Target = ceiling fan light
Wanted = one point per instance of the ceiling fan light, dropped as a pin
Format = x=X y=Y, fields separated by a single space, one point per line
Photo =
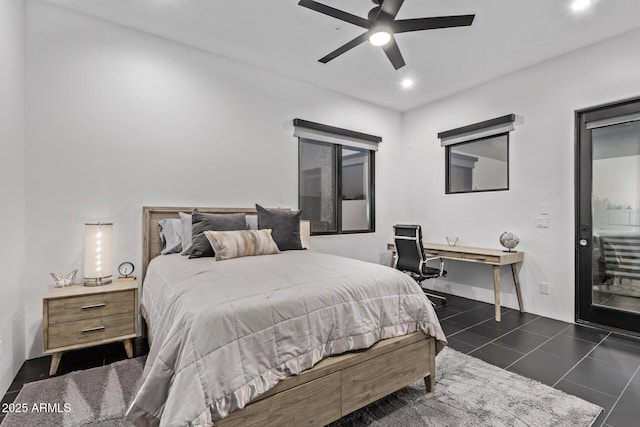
x=579 y=5
x=380 y=38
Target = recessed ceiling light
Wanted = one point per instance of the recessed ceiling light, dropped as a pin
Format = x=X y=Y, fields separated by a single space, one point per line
x=579 y=5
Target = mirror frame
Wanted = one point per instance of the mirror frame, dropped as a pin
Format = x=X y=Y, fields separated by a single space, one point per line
x=448 y=165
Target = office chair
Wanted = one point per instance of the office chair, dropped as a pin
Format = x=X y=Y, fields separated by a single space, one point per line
x=411 y=259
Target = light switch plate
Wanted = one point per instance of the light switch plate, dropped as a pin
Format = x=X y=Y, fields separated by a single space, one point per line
x=542 y=221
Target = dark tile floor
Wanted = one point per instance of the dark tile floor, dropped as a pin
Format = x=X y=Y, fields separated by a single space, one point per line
x=598 y=366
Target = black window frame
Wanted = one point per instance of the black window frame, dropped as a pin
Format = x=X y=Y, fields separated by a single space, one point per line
x=338 y=196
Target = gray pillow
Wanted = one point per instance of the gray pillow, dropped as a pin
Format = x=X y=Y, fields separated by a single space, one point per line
x=201 y=222
x=186 y=232
x=171 y=232
x=284 y=225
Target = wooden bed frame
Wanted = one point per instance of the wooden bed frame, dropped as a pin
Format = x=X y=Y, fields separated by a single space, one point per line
x=334 y=387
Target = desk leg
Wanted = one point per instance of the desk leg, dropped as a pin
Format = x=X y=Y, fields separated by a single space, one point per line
x=516 y=281
x=496 y=290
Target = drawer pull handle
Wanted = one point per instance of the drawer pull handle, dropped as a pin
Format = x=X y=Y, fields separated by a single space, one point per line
x=97 y=328
x=93 y=306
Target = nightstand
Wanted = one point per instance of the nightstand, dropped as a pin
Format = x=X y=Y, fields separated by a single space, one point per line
x=80 y=316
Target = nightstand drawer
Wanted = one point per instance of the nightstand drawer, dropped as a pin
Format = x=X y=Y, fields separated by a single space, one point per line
x=90 y=306
x=96 y=329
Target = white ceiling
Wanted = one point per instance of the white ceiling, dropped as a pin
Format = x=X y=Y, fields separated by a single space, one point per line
x=280 y=36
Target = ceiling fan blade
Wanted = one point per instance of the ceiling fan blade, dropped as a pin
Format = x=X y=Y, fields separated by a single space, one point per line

^^^^^^^^

Which lines of the data contain the string "black"? Copy each of them.

Target = black window frame
Wanted = one point per instance of the black window frame, dropped as a pin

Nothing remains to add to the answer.